#### Requirements:
Swap every "Locate" in the data below for "Find", and write the data out again with nothing else changed.

#### Record extracts:

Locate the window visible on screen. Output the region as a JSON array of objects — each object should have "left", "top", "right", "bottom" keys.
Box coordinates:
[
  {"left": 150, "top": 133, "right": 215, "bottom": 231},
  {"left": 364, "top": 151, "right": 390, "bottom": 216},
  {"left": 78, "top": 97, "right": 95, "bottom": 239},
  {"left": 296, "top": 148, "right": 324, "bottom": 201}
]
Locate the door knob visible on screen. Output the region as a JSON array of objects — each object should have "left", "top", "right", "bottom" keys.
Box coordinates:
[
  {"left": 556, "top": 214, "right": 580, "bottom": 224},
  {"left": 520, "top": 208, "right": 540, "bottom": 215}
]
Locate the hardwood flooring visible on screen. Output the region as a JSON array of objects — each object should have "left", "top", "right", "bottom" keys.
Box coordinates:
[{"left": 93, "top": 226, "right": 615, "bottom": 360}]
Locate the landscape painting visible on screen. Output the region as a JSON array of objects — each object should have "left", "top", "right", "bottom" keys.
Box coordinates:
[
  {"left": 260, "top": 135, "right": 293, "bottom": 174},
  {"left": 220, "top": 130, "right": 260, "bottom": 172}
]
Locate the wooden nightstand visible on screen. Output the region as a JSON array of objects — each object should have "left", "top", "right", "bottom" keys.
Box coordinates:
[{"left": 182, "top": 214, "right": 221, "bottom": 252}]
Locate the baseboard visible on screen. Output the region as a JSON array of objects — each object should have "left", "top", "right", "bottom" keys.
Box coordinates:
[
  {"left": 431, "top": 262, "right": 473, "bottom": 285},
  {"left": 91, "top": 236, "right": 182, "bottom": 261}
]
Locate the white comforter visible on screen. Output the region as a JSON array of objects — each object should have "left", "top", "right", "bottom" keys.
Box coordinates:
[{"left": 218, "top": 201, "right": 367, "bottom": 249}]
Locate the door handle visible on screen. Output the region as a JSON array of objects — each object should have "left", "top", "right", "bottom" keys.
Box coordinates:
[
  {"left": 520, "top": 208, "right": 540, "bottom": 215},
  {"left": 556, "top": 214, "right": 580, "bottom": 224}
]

#### Answer:
Find the window visible on screen. Output the region as a JSON array of objects — each object should have "left", "top", "right", "bottom" keys.
Box coordinates:
[
  {"left": 150, "top": 133, "right": 215, "bottom": 231},
  {"left": 364, "top": 151, "right": 390, "bottom": 216},
  {"left": 78, "top": 97, "right": 95, "bottom": 239},
  {"left": 296, "top": 148, "right": 324, "bottom": 201}
]
Find the door knob visible on screen. Output the region as a JSON array of objects — each object should have "left", "top", "right", "bottom" keys.
Box coordinates:
[
  {"left": 556, "top": 214, "right": 580, "bottom": 224},
  {"left": 520, "top": 208, "right": 540, "bottom": 215}
]
Find the hardwood flooring visible on screen. Output the region as a JSON array of objects — each object should have "left", "top", "right", "bottom" keys.
Box coordinates:
[{"left": 93, "top": 226, "right": 615, "bottom": 360}]
Find the landscape painting visible on screen. Output the region as a JSON array of objects — each object should have "left", "top", "right", "bottom" keys.
Box coordinates:
[
  {"left": 260, "top": 135, "right": 293, "bottom": 174},
  {"left": 220, "top": 130, "right": 260, "bottom": 172}
]
Find the wooden nightstand visible on screen. Output the region as a JSON array of objects — each object should have "left", "top", "right", "bottom" keys.
Box coordinates:
[{"left": 182, "top": 214, "right": 221, "bottom": 252}]
Find the baseboard visible on screen. Output the region as a JSON array of objects — each object should have "left", "top", "right", "bottom" keys.
Box coordinates:
[
  {"left": 431, "top": 262, "right": 473, "bottom": 285},
  {"left": 91, "top": 236, "right": 182, "bottom": 261}
]
Find the white comforter visible on screen. Output the region as a JSON array of objects — each object should have "left", "top", "right", "bottom" keys.
Box coordinates:
[{"left": 218, "top": 201, "right": 367, "bottom": 249}]
Find the door handle visible on screen. Output the region as a JSON array of objects — each object should have "left", "top", "right", "bottom" keys.
Box coordinates:
[
  {"left": 520, "top": 208, "right": 540, "bottom": 215},
  {"left": 556, "top": 214, "right": 580, "bottom": 224}
]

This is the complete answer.